> DATA SUPPLIED:
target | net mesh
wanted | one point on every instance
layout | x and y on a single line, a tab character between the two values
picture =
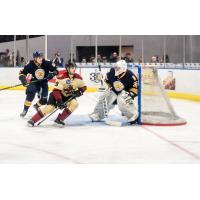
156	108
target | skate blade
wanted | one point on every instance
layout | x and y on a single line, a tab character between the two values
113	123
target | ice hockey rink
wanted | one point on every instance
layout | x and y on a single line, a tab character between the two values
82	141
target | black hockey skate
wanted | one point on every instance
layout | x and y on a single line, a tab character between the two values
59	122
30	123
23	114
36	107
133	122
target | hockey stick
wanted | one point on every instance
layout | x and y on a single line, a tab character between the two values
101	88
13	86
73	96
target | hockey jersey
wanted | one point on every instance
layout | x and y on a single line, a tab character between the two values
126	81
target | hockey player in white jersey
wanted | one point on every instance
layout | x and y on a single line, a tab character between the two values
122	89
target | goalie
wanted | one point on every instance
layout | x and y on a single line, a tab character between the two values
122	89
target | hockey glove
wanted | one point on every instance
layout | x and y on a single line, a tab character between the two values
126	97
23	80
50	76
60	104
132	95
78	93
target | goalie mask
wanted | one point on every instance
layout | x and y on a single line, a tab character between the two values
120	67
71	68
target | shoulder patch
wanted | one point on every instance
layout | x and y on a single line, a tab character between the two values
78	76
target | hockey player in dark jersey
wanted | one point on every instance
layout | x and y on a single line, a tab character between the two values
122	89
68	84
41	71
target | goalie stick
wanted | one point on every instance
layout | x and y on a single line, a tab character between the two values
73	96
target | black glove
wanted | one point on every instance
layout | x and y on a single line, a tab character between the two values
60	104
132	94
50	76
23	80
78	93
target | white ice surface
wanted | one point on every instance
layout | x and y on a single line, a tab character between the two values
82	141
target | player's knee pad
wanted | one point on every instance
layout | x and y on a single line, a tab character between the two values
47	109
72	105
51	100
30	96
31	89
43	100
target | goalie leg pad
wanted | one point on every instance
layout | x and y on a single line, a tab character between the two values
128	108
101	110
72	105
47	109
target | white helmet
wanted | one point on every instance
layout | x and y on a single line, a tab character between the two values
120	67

...

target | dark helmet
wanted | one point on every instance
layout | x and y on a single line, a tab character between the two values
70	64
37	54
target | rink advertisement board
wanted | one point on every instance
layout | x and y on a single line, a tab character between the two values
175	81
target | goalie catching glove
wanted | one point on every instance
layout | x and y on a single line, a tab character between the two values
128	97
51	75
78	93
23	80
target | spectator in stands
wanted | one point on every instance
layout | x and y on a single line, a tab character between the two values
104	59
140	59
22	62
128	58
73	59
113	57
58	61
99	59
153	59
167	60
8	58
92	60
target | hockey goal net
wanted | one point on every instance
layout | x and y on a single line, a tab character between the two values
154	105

...

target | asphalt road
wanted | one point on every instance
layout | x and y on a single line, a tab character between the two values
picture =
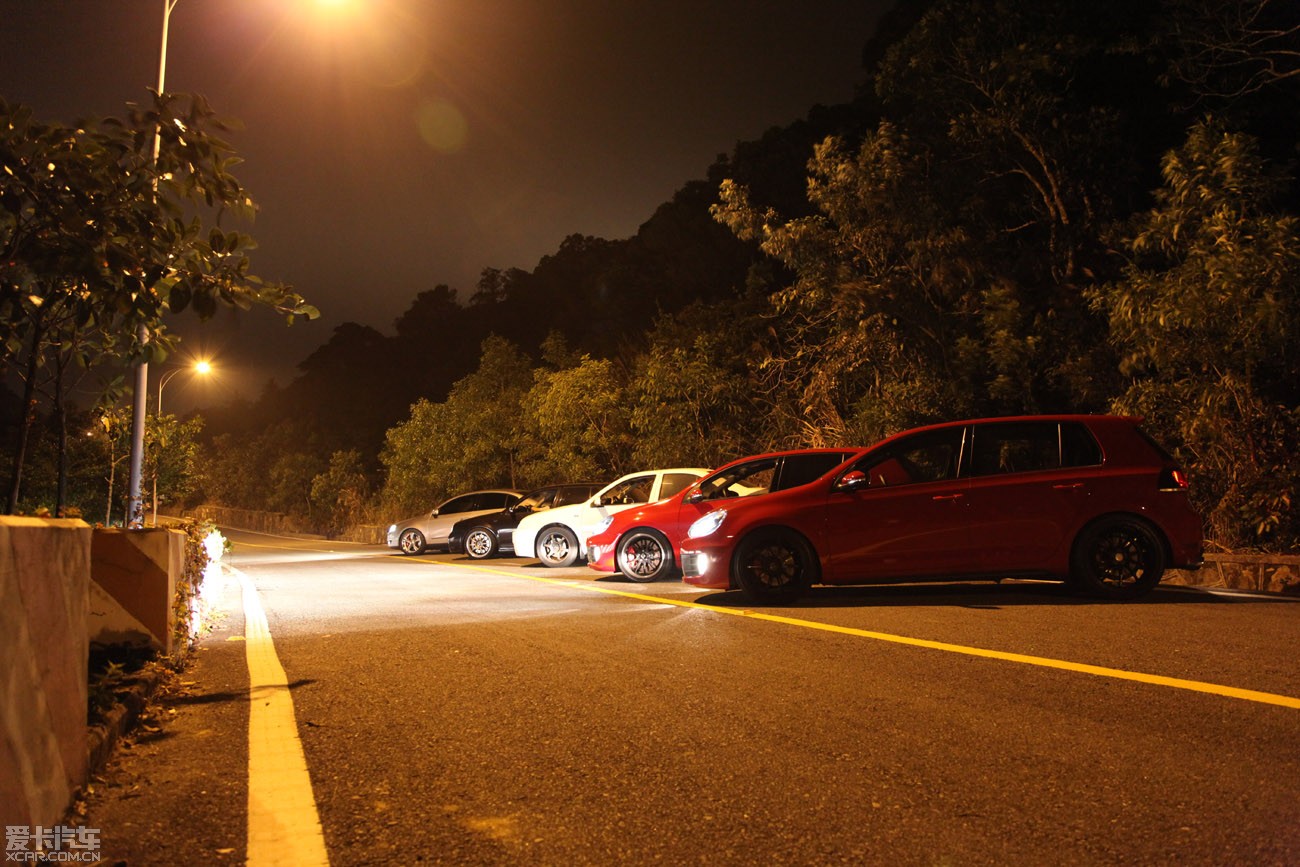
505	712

> WHAT IS EXPECTED: Print each line of the data above that contains the string "jersey".

> THE OUTPUT:
target | hockey jersey
target | hockey player in white jersey
target | hockey player in dark jersey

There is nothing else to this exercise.